Image location labeling lines:
────────────────
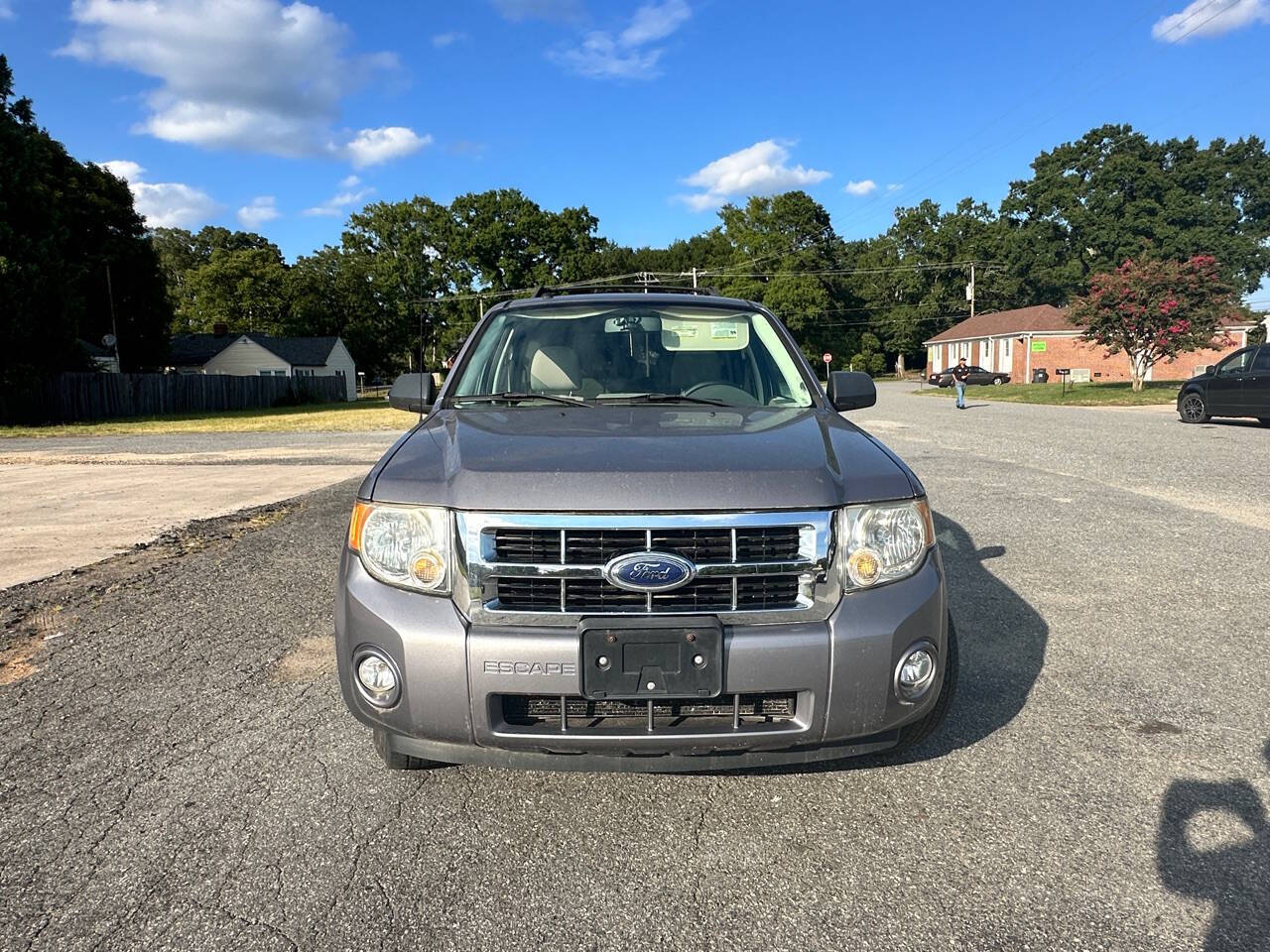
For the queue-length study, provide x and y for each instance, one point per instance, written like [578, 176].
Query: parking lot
[178, 772]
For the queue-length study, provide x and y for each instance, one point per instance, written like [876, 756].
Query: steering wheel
[724, 391]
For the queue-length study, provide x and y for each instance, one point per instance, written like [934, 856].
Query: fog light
[377, 679]
[916, 671]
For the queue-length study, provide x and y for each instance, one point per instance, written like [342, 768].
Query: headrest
[556, 368]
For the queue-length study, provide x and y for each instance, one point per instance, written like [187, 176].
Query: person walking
[959, 376]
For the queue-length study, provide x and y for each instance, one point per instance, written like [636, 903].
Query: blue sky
[285, 117]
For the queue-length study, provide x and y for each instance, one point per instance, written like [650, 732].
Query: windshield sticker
[703, 334]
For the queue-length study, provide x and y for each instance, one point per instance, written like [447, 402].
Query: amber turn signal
[361, 513]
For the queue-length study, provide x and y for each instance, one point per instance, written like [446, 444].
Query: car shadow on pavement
[1001, 651]
[1233, 876]
[1001, 645]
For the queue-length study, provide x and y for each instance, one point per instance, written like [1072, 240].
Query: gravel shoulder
[67, 502]
[178, 771]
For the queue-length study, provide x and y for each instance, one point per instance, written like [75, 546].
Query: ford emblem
[649, 571]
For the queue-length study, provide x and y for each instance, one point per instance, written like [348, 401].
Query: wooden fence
[70, 398]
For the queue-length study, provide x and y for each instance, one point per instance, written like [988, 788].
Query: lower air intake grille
[578, 712]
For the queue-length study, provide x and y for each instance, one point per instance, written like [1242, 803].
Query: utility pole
[114, 327]
[969, 290]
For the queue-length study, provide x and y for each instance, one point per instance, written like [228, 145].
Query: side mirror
[851, 390]
[412, 393]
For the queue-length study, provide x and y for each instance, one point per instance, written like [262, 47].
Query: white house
[259, 354]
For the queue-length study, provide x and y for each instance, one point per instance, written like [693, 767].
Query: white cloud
[375, 146]
[123, 169]
[627, 55]
[164, 204]
[250, 73]
[762, 169]
[654, 22]
[1210, 18]
[258, 212]
[340, 200]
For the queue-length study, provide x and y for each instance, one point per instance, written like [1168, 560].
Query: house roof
[197, 349]
[299, 352]
[1038, 318]
[194, 349]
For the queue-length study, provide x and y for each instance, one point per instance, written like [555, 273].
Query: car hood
[636, 458]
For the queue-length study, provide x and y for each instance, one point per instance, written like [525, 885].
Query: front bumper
[454, 676]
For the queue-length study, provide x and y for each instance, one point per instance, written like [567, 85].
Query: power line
[982, 153]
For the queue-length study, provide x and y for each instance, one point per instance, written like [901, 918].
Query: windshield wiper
[665, 399]
[515, 397]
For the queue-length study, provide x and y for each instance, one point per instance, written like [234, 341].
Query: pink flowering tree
[1155, 309]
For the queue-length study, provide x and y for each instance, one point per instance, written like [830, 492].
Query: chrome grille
[549, 569]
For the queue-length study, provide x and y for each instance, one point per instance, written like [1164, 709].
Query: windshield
[634, 353]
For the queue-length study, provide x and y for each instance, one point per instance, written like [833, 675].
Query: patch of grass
[1160, 393]
[340, 417]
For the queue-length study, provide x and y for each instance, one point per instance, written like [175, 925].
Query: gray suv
[631, 532]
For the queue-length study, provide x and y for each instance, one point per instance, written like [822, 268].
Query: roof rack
[548, 291]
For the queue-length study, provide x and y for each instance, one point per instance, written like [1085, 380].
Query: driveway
[178, 771]
[67, 502]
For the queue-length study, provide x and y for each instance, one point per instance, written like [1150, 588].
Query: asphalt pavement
[178, 772]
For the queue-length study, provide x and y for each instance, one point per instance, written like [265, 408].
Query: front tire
[395, 760]
[913, 734]
[1193, 409]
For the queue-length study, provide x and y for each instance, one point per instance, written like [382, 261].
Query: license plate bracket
[680, 657]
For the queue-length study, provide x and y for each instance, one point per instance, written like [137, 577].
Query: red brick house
[1029, 338]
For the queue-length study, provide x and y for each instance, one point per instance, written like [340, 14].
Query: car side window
[1236, 363]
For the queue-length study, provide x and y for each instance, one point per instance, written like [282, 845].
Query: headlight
[403, 544]
[883, 540]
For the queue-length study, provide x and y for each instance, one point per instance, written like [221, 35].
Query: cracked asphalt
[177, 771]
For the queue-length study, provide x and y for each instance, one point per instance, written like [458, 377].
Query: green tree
[400, 250]
[1155, 309]
[906, 277]
[63, 223]
[503, 240]
[211, 277]
[330, 294]
[241, 289]
[783, 254]
[870, 358]
[1114, 195]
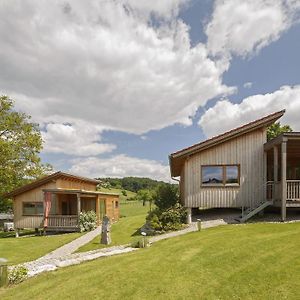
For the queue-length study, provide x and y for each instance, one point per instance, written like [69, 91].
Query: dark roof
[177, 158]
[46, 179]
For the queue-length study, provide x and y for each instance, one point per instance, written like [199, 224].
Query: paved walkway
[74, 245]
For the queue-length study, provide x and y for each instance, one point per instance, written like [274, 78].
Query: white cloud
[120, 166]
[242, 27]
[247, 85]
[103, 63]
[232, 115]
[79, 139]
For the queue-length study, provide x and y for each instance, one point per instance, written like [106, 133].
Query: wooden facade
[70, 195]
[243, 148]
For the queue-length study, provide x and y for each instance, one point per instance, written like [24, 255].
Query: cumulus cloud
[232, 115]
[79, 139]
[243, 27]
[104, 62]
[120, 166]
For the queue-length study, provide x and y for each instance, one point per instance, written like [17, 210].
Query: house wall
[34, 195]
[66, 183]
[248, 152]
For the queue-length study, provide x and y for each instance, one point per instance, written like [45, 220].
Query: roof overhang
[284, 137]
[177, 159]
[47, 179]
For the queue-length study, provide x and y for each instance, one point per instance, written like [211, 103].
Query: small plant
[17, 274]
[87, 221]
[142, 242]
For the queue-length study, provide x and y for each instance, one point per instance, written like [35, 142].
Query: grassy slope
[119, 191]
[255, 261]
[18, 250]
[123, 232]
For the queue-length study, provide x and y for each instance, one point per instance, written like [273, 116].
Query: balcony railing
[63, 221]
[292, 189]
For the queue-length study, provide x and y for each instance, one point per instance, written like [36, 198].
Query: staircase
[249, 213]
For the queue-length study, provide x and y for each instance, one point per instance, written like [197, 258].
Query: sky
[118, 85]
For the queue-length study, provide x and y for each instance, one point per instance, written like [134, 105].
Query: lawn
[126, 229]
[254, 261]
[26, 248]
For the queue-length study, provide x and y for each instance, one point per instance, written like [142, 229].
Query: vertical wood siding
[34, 195]
[248, 152]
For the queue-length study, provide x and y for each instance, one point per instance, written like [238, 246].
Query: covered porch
[283, 171]
[62, 208]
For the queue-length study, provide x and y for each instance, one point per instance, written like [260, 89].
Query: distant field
[119, 191]
[252, 261]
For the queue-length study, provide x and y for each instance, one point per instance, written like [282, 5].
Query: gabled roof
[177, 158]
[47, 179]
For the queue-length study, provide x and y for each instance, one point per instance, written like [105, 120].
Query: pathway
[74, 245]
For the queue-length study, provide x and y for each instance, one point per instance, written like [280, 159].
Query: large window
[33, 208]
[220, 175]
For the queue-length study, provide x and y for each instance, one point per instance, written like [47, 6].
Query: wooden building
[233, 169]
[55, 201]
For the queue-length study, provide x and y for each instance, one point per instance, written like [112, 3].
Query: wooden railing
[293, 189]
[62, 221]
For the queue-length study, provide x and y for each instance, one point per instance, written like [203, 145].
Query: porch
[283, 171]
[62, 208]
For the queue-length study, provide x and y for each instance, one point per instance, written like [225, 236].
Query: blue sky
[116, 86]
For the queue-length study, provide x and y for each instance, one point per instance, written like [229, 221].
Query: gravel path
[74, 245]
[50, 264]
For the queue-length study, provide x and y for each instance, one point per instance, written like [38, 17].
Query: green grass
[254, 261]
[26, 248]
[119, 191]
[126, 229]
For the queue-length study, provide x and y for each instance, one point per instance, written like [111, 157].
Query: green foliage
[133, 184]
[17, 274]
[87, 221]
[142, 242]
[276, 129]
[168, 219]
[166, 196]
[20, 144]
[144, 196]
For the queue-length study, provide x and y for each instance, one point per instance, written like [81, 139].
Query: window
[225, 175]
[33, 208]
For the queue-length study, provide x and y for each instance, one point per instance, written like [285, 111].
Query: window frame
[224, 176]
[35, 208]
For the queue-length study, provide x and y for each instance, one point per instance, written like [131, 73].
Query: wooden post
[189, 215]
[78, 206]
[275, 150]
[98, 209]
[283, 180]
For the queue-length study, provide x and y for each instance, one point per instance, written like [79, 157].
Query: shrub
[172, 218]
[142, 242]
[87, 221]
[166, 196]
[17, 274]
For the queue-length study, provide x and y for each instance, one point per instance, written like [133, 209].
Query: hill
[133, 184]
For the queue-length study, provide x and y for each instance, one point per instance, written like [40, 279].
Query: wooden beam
[78, 205]
[283, 181]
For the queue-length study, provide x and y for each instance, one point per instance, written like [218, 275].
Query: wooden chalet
[241, 169]
[54, 202]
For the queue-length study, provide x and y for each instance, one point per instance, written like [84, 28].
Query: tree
[276, 129]
[20, 145]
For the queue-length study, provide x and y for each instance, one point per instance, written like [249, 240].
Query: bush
[17, 274]
[140, 243]
[172, 218]
[87, 221]
[166, 196]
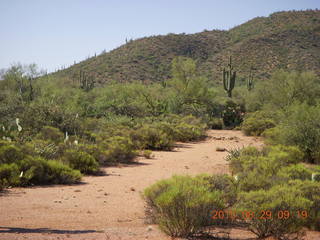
────────────────
Set exercise:
Copy out, word for word, the lines from the one containing "like [636, 903]." through the one containing "[1001, 645]", including both of those lines.

Solution for this task:
For the queue-length study, provide x and y for each instance, one point per instance, written like [636, 903].
Query: blue sky
[285, 117]
For the queue-length study, provide x and y for each instance, one point per instance, written like [650, 732].
Query: windshield sticker
[703, 334]
For the queue-length study, provide x and y for each instance, one point per instance, written like [447, 402].
Query: amber turn signal
[361, 513]
For the queue-length study, provide x and y for each instance, one point per instance, written like [446, 444].
Query: car shadow on pavement
[1001, 651]
[1233, 876]
[1001, 645]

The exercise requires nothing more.